> _Yapılacaklar_
1. 11 Eylül yazısında "11 Eylül’ün üzerinden" ifadesinden "dağıtmayı bilir ama." ifadesine kadar olan kısmı aynen yazınız.
2. 11 Eylül yazısına göre İkiz Kuleler'e bir tayyare, hatta bir uzay mekiği çarpsa bile kuleler neden çökmez? Bir ile üç cümle arasında açıklayınız.

11 Eylül bilmecesi

A -
A +

İskeleti çelikle kurulan İkiz Kuleler, malzeme ve mühendisliğin zirvesidir, değil tayyare, uzay mekiği çarpsa çökmez ve asla un ufak olmaz, etrafa dağılmaz.   

11 Eylül’ün üzerinden 20 yıl geçti, bir sürü şüphe, şaibe var ve soruların cevabı verilmiş değil hâlâ.

Bush’un acelesi nedir bilmiyoruz, apar topar Haçlı Seferi ilan eder, ABD ordusu Tora Bora’yı vurmak yerine gider sivil Afgan halkını öldürmeye başlar.

Haçlı seferi papanın alanına girer ama sesini bile çıkarmaz, iş misyonerliğe gelince gülücük dağıtmayı bilir ama.

II. George Irak’da da aynısını yapacak, kitle imha silahı olmadığını öğrendiğinde “tüh be” diyecek pişman olacaktır güya. Bir milyon Müslümanı öldürdükten, 5 milyonu göçe zorladıktan sonra! Bunlar nasıl hesap verecekler acaba?

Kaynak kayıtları
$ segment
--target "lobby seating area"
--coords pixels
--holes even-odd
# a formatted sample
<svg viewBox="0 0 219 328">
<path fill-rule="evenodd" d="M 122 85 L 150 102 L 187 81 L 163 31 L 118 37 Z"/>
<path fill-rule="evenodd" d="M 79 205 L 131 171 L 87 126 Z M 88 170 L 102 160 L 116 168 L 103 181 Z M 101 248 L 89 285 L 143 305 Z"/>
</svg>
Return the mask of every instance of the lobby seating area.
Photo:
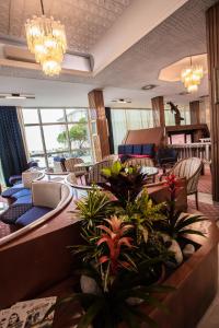
<svg viewBox="0 0 219 328">
<path fill-rule="evenodd" d="M 0 328 L 219 327 L 219 0 L 0 1 Z"/>
</svg>

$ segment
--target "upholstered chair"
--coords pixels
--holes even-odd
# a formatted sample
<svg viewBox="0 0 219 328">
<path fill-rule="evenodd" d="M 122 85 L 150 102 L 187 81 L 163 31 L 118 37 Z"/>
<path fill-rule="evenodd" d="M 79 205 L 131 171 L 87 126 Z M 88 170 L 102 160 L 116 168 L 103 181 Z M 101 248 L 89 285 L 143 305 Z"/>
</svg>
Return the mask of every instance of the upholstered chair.
<svg viewBox="0 0 219 328">
<path fill-rule="evenodd" d="M 178 161 L 166 175 L 174 174 L 178 178 L 186 178 L 187 195 L 195 194 L 196 208 L 198 210 L 198 179 L 203 169 L 203 161 L 198 157 L 189 157 Z"/>
<path fill-rule="evenodd" d="M 149 157 L 132 157 L 132 159 L 128 159 L 125 164 L 127 165 L 139 165 L 139 166 L 150 166 L 150 167 L 154 167 L 154 162 L 152 159 Z"/>
<path fill-rule="evenodd" d="M 118 155 L 117 154 L 107 155 L 107 156 L 103 157 L 103 161 L 113 161 L 113 162 L 116 162 L 116 161 L 118 161 Z"/>
<path fill-rule="evenodd" d="M 97 183 L 105 183 L 105 178 L 102 176 L 102 169 L 104 167 L 111 167 L 113 165 L 113 162 L 114 161 L 110 160 L 110 161 L 102 161 L 94 164 L 89 172 L 88 183 L 90 185 L 97 184 Z"/>
<path fill-rule="evenodd" d="M 83 160 L 78 159 L 78 157 L 70 157 L 67 159 L 65 162 L 65 166 L 67 172 L 72 172 L 76 174 L 76 176 L 81 177 L 82 175 L 87 174 L 85 167 L 76 167 L 76 164 L 82 164 L 84 163 Z"/>
</svg>

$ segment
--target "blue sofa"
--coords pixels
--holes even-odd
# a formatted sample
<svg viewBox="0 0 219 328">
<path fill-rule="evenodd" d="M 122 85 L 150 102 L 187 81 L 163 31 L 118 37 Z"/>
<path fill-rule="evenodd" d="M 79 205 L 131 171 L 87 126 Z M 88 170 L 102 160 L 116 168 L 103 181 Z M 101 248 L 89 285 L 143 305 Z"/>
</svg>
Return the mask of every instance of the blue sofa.
<svg viewBox="0 0 219 328">
<path fill-rule="evenodd" d="M 146 144 L 119 144 L 118 154 L 119 155 L 132 155 L 132 156 L 147 156 L 154 157 L 155 148 L 154 143 Z"/>
</svg>

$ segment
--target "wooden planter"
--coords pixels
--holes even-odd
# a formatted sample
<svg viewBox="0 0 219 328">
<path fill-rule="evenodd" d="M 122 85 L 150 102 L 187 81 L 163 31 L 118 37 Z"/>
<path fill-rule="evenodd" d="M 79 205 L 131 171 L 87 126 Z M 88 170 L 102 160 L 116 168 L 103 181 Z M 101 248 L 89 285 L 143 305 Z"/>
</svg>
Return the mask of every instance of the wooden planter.
<svg viewBox="0 0 219 328">
<path fill-rule="evenodd" d="M 181 267 L 178 267 L 165 285 L 175 288 L 175 292 L 163 295 L 162 302 L 170 309 L 166 315 L 160 309 L 142 308 L 153 318 L 160 328 L 195 328 L 206 309 L 214 300 L 218 289 L 218 241 L 219 231 L 215 223 L 205 223 L 203 229 L 207 237 L 193 236 L 193 241 L 201 245 L 199 249 Z M 73 291 L 76 281 L 69 279 L 38 296 L 67 296 Z M 72 316 L 79 309 L 68 304 L 58 309 L 55 316 L 54 328 L 69 328 L 76 321 Z M 126 328 L 125 325 L 120 327 Z M 148 328 L 142 325 L 142 328 Z"/>
<path fill-rule="evenodd" d="M 219 230 L 215 222 L 208 224 L 203 226 L 206 238 L 193 236 L 200 248 L 164 282 L 176 289 L 162 301 L 170 314 L 158 308 L 149 313 L 161 328 L 195 328 L 217 293 Z"/>
</svg>

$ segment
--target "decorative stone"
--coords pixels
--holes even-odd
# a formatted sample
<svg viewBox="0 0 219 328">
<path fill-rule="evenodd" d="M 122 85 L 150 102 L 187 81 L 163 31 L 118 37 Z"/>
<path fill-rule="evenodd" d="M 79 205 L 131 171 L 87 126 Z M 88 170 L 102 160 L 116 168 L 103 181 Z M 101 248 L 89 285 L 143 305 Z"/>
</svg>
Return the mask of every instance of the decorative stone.
<svg viewBox="0 0 219 328">
<path fill-rule="evenodd" d="M 183 261 L 183 253 L 181 250 L 181 246 L 178 245 L 178 243 L 171 238 L 169 235 L 166 234 L 162 234 L 163 241 L 164 243 L 171 243 L 171 245 L 168 247 L 168 250 L 173 251 L 174 253 L 174 258 L 175 261 L 177 263 L 177 266 L 180 266 Z"/>
<path fill-rule="evenodd" d="M 183 255 L 185 256 L 185 258 L 191 257 L 193 254 L 195 253 L 195 247 L 192 244 L 187 244 L 184 248 L 183 248 Z"/>
<path fill-rule="evenodd" d="M 94 294 L 94 295 L 101 293 L 101 290 L 97 283 L 95 282 L 95 280 L 88 276 L 83 276 L 83 274 L 81 276 L 80 284 L 83 293 Z"/>
</svg>

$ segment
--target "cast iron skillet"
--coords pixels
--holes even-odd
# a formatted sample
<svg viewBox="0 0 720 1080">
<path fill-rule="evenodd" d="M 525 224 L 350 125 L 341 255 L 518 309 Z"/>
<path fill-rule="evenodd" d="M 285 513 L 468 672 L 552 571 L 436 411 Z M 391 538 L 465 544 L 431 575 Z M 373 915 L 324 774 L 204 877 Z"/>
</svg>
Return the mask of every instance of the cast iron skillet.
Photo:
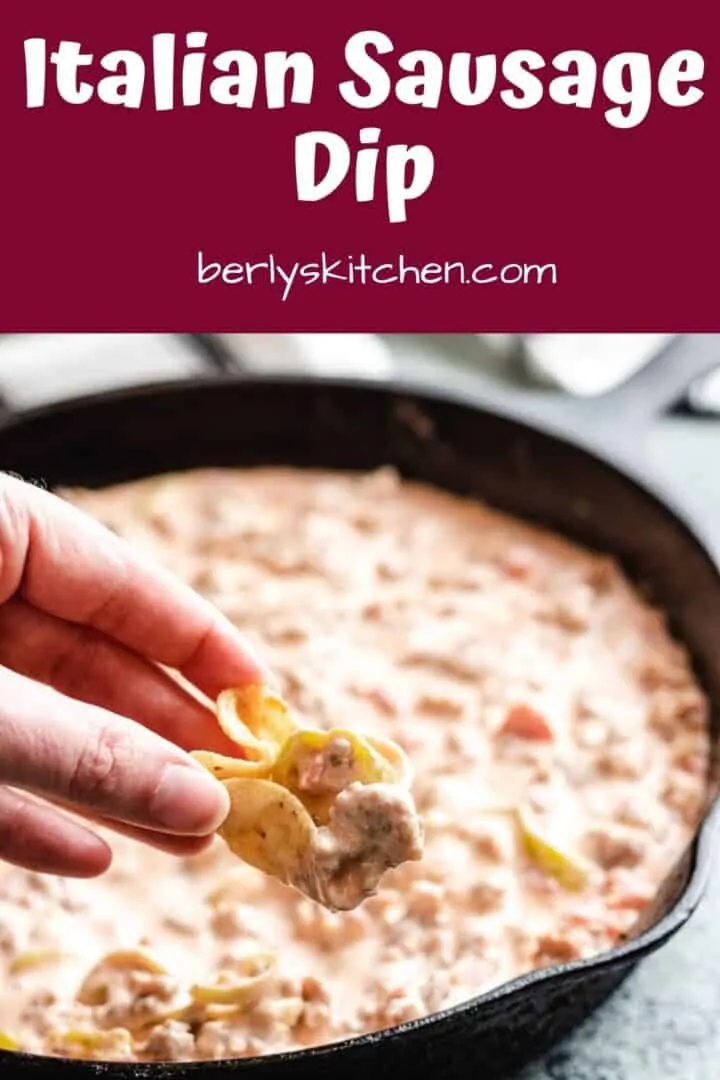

> _Cevaplar_
1.
11 Eylül’ün üzerinden 20 yıl geçti, bir sürü şüphe, şaibe var ve soruların cevabı verilmiş değil hâlâ.

Bush’un acelesi nedir bilmiyoruz, apar topar Haçlı Seferi ilan eder, ABD ordusu Tora Bora’yı vurmak yerine gider sivil Afgan halkını öldürmeye başlar.

Haçlı seferi papanın alanına girer ama sesini bile çıkarmaz, iş misyonerliğe gelince gülücük dağıtmayı bilir ama.

2. Yazıya göre İkiz Kuleler'in iskeleti çelikle kurulmuştur ve kuleler malzeme ile mühendisliğin zirvesidir. Bu nedenle yazı, kulelerin böyle bir çarpmada çökmeyeceğini, un ufak olup etrafa dağılmayacağını ileri sürer.